What you have to do> Retype all of the entries word for word.

Named object pointing entries>

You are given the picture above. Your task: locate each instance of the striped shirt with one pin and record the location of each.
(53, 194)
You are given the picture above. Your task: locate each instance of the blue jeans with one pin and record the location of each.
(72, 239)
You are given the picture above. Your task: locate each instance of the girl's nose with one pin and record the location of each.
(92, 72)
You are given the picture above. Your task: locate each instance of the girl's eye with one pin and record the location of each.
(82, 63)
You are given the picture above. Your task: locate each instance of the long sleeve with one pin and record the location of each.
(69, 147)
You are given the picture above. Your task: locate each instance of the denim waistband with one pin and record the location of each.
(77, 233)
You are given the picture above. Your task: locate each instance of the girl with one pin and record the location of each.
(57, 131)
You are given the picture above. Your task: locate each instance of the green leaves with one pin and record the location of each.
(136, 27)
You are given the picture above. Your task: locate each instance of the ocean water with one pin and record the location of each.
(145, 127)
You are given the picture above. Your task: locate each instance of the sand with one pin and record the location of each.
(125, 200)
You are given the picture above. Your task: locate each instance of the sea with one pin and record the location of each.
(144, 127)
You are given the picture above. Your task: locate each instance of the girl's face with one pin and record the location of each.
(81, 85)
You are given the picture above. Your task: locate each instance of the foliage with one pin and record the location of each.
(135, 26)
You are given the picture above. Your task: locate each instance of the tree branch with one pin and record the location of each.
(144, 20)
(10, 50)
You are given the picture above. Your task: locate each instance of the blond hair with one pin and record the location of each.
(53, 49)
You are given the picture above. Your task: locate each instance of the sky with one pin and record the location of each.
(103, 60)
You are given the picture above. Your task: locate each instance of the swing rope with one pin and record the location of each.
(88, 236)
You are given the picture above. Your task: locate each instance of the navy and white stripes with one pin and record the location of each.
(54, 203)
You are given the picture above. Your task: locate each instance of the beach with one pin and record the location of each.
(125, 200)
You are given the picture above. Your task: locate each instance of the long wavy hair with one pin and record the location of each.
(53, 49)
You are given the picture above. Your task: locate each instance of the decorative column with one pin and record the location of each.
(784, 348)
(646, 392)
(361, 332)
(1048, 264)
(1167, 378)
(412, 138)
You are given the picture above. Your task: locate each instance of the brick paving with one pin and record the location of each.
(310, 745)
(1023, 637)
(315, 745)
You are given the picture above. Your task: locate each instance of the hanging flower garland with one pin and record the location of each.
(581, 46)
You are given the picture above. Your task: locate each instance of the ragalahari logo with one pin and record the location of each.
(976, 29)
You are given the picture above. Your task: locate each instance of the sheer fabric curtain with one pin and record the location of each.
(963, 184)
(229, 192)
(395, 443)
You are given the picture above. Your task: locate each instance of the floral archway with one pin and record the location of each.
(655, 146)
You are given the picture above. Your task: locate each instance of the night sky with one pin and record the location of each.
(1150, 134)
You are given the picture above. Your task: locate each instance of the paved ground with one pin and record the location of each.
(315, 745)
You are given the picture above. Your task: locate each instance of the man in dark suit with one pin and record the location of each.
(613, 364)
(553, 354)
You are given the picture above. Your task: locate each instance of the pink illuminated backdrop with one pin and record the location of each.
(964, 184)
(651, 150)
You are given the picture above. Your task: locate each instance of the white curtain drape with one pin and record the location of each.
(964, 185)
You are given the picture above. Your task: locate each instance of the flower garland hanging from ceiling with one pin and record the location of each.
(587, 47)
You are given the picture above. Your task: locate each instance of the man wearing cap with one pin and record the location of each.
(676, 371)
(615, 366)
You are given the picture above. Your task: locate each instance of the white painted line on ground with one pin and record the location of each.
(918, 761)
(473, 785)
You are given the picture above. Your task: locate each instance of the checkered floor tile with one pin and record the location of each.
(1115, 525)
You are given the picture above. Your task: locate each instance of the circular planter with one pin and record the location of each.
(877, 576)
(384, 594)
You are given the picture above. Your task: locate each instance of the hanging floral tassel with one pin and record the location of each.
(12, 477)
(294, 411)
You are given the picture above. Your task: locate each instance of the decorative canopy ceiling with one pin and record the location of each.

In response>
You are given the picture above. Your task: locate each instance of the striped shirt with one pin and record the location of each.
(53, 194)
You are given the picture above. Your task: locate each instance of the blue jeans with one pin and record the location of each.
(72, 239)
You are given the picture above. Your task: locate each instance of the girl's nose with one pin and record the location of each.
(92, 72)
You are given the picture above. Your task: locate each instance of the girl's eye with one pin and record the location of each.
(82, 63)
You are given the picture above. Your task: locate each instance of the long sleeve with one pin and record the location of each.
(69, 147)
You are given the picture above. Your task: locate each instance of the denim waistband with one pin and record the location of each.
(77, 233)
You are given the picture above. Your task: locate each instance of the girl with one pin and record the location of each.
(57, 131)
You are given the picture above. Your task: locate each instance of the green leaves with one pin and record the location of each.
(136, 27)
You are given the picture above. Your task: locate each instance of the ocean water with one pin and record the location of each.
(145, 127)
You are given the picture above. Your task: locate each instance of the sand with one pin and record the location of each.
(125, 200)
You are given the picture above. Your task: locate each instance of the sea with one pin and record the location of each.
(144, 127)
You are given the picture above. Your task: locate each instance of the girl's face with one pin and record the location of each.
(81, 85)
You are given the picture above. Your task: locate each instance of the foliage with one pin and record the location of each.
(135, 26)
You are given the picture above. Your task: locate each instance of the tree branch with one pin and record the location of each.
(144, 20)
(10, 50)
You are given the picture above. Your task: locate each instance of the blond hair with one pin and record the location of each.
(53, 49)
You are given the picture above. Your task: locate each instance of the sky with one pin and record the location of each.
(103, 60)
You are given the picture above. Your task: locate each instance of the swing rope with one pin and record the location of each.
(88, 236)
You are given the picture above. Your task: locate each instance of the navy and white stripes with one pin and record the location of each.
(54, 203)
You are given the picture above. Your task: locate each instance of the beach with one pin and record the location of each.
(125, 200)
You are given the picture above. Your task: locate each instance of the long wavy hair with one pin and record the location of each.
(53, 49)
You are given the picture above. Your task: locate each instance of the decorative column with one pin and record the location of each.
(784, 348)
(646, 392)
(361, 332)
(1048, 264)
(1167, 378)
(412, 138)
You are given the picture above. Your task: locate each instance of the brick paving with one pin and record the location of each.
(310, 745)
(1023, 637)
(315, 745)
You are given the picture above. Your task: locate each instance of the hanging flower garland with one pin and record the location of each.
(581, 46)
You are given the picture above. Your task: locate each instance of the ragalahari logo with one pin and record the location of each.
(976, 29)
You are given the picture above. Your task: locate each instance of the sheer fabric curtain with one pin and record the location of each.
(963, 184)
(229, 192)
(395, 443)
You are given the picture above. Your task: locate each instance of the floral archway with one pin and record the location of each.
(655, 146)
You are given the picture above. Your task: locate each instance of the night sky with one pin and record the location of each.
(1150, 134)
You are given the picture above. Your task: locate each instance of the paved ground with one pin and record the location of each.
(315, 745)
You are given the picture above. Your task: locate each instance of the man in dark suit with one pin and record the location of each.
(613, 364)
(553, 354)
You are given the picture above. Your task: locate each instance of the pink illuminated backdrop with one pin and record the location of each.
(964, 184)
(651, 150)
You are given the picture above. Your task: locate each instance of the white curtain drape with one pin and record the location of each.
(964, 185)
You are given the picture above. Your task: locate each instance of the flower garland hanging from ceiling with one pin and record the location of each.
(587, 47)
You are given the picture above. Your task: locate each instance of the man wearing cap with one pin and record the location of each.
(676, 371)
(615, 366)
You are given the picture above. Your task: locate each instance of the white painted line on ground with one pin and record the location of each.
(918, 761)
(473, 785)
You are given the picture above. Your task: locate each instance of the checkered floor tile with one pin and record the location of each.
(1115, 525)
You are given the picture above. Your task: locate each instance of the circular planter with one pin and record the location of each.
(877, 576)
(384, 594)
You are given the picture above. Your task: locate each instance of the hanging floral tassel with one pin and record the location of each.
(12, 477)
(294, 411)
You are given the picture above. Your task: locate each instance of the decorative canopy ceiling with one pin and record the location of each.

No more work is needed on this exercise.